[Region pointing data]
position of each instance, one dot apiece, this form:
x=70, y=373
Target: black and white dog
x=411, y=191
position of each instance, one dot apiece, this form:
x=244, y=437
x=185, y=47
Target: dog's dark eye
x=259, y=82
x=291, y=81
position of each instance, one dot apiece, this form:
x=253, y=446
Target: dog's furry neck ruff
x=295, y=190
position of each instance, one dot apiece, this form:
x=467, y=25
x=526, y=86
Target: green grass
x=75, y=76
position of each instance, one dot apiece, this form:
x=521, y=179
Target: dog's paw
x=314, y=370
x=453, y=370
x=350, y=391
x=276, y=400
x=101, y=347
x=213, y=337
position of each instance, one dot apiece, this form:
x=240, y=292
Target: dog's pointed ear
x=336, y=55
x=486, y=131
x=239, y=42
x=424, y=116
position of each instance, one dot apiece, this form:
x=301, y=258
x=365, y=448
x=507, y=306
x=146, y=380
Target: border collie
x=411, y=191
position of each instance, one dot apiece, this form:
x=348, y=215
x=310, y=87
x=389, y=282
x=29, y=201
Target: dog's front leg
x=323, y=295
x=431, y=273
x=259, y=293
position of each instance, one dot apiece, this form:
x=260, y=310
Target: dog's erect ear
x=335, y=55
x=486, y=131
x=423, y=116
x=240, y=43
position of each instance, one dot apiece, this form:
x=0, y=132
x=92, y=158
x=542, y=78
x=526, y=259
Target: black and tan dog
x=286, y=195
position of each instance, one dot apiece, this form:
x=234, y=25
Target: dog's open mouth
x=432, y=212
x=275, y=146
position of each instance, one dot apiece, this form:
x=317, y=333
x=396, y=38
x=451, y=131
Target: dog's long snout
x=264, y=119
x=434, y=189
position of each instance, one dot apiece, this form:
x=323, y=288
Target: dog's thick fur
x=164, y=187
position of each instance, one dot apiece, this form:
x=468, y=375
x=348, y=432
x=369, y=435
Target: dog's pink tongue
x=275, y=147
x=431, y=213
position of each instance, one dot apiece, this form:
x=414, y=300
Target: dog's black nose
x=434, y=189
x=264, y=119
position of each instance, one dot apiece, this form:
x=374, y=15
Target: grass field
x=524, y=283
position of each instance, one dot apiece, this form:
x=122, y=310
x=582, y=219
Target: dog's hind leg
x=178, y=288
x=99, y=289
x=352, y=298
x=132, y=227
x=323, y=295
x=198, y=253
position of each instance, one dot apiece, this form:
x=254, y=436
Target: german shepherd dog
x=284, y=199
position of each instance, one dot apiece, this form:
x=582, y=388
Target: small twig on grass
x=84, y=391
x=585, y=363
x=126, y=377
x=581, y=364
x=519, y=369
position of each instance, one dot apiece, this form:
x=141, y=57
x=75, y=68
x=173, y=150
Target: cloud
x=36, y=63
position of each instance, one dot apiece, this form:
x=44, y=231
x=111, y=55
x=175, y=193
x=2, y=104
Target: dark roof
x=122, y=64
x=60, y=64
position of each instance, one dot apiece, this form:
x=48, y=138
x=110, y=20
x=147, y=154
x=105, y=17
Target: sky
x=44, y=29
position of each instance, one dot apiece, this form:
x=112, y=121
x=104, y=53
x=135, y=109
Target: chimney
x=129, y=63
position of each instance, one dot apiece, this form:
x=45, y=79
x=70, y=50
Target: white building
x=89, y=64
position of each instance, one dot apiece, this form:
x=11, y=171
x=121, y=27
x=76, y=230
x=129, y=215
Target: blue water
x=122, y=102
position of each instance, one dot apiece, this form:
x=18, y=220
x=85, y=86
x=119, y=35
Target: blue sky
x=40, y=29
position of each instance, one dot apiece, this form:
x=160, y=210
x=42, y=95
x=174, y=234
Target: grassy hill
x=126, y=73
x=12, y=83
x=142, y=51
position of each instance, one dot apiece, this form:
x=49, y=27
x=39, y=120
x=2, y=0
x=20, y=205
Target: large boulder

Description of the task: Go through the data and return every record exactly.

Output below:
position of each instance, one dot apiece, this form:
x=70, y=373
Target: black and white dog
x=411, y=191
position of each instance, one dot apiece, this form:
x=244, y=437
x=185, y=47
Target: dog's dark eye
x=259, y=82
x=291, y=81
position of each instance, one dot apiece, this form:
x=253, y=446
Target: dog's furry neck ruff
x=295, y=190
position of each instance, one dot apiece, this form:
x=467, y=25
x=526, y=86
Target: green grass
x=75, y=76
position of each instance, one dot apiece, this form:
x=521, y=179
Target: dog's paw
x=314, y=370
x=453, y=370
x=350, y=391
x=276, y=400
x=101, y=347
x=213, y=337
position of each instance, one dot apiece, this form:
x=240, y=292
Target: dog's pointed ear
x=336, y=55
x=486, y=131
x=239, y=42
x=424, y=116
position of each instance, one dot apiece, this form:
x=301, y=258
x=365, y=448
x=507, y=306
x=146, y=380
Target: border collie
x=411, y=191
position of each instance, one dot apiece, this form:
x=348, y=215
x=310, y=87
x=389, y=282
x=29, y=201
Target: dog's front leg
x=323, y=295
x=431, y=273
x=259, y=293
position of each instance, one dot apiece, this form:
x=260, y=310
Target: dog's erect ear
x=335, y=55
x=486, y=131
x=423, y=116
x=240, y=43
position of each instance, one dot apiece, this form:
x=0, y=132
x=92, y=158
x=542, y=78
x=526, y=259
Target: black and tan dog
x=286, y=195
position of each instance, one dot apiece, this form:
x=234, y=25
Target: dog's open mouth
x=432, y=212
x=275, y=146
position of each instance, one dot apiece, this form:
x=317, y=333
x=396, y=38
x=451, y=131
Target: dog's long snout
x=264, y=119
x=434, y=189
position of each instance, one dot apiece, this form:
x=323, y=288
Target: dog's thick fur
x=164, y=187
position of each instance, one dot apiece, this form:
x=468, y=375
x=348, y=432
x=369, y=435
Target: dog's pink tongue
x=275, y=147
x=431, y=213
position of each instance, one dot apiece, this form:
x=414, y=300
Target: dog's black nose
x=434, y=189
x=264, y=119
position of each instance, one dot apiece, this form:
x=374, y=15
Target: grass field
x=524, y=283
position of each instance, one dot apiece, this form:
x=122, y=310
x=582, y=219
Target: dog's hind leg
x=178, y=288
x=99, y=289
x=352, y=298
x=132, y=227
x=323, y=295
x=198, y=253
position of each instance, one dot apiece, this form:
x=254, y=436
Target: german shepherd dog
x=284, y=199
position of each instance, one dot apiece, this form:
x=582, y=388
Target: small twig on grass
x=84, y=391
x=585, y=363
x=126, y=377
x=581, y=364
x=519, y=369
position of each instance, one dot apiece, this form:
x=141, y=57
x=75, y=68
x=173, y=150
Target: cloud
x=36, y=63
position of each instance, one dot apiece, this form:
x=44, y=231
x=111, y=55
x=175, y=193
x=2, y=104
Target: dark roof
x=122, y=64
x=60, y=64
position of each instance, one dot apiece, this form:
x=48, y=138
x=110, y=20
x=147, y=154
x=105, y=17
Target: sky
x=44, y=29
position of each instance, one dot apiece, this form:
x=112, y=121
x=104, y=53
x=135, y=109
Target: chimney
x=129, y=63
position of each instance, one dot apiece, this form:
x=45, y=79
x=70, y=50
Target: white building
x=89, y=64
position of each instance, one dot apiece, this form:
x=11, y=171
x=121, y=27
x=76, y=230
x=129, y=215
Target: blue water
x=122, y=102
position of each instance, one dot apiece, this form:
x=18, y=220
x=85, y=86
x=119, y=35
Target: blue sky
x=40, y=29
position of each instance, one dot apiece, this form:
x=160, y=210
x=42, y=95
x=174, y=234
Target: grassy hill
x=126, y=73
x=12, y=83
x=142, y=51
position of each instance, one dot apiece, this form:
x=49, y=27
x=39, y=120
x=2, y=0
x=20, y=205
Target: large boulder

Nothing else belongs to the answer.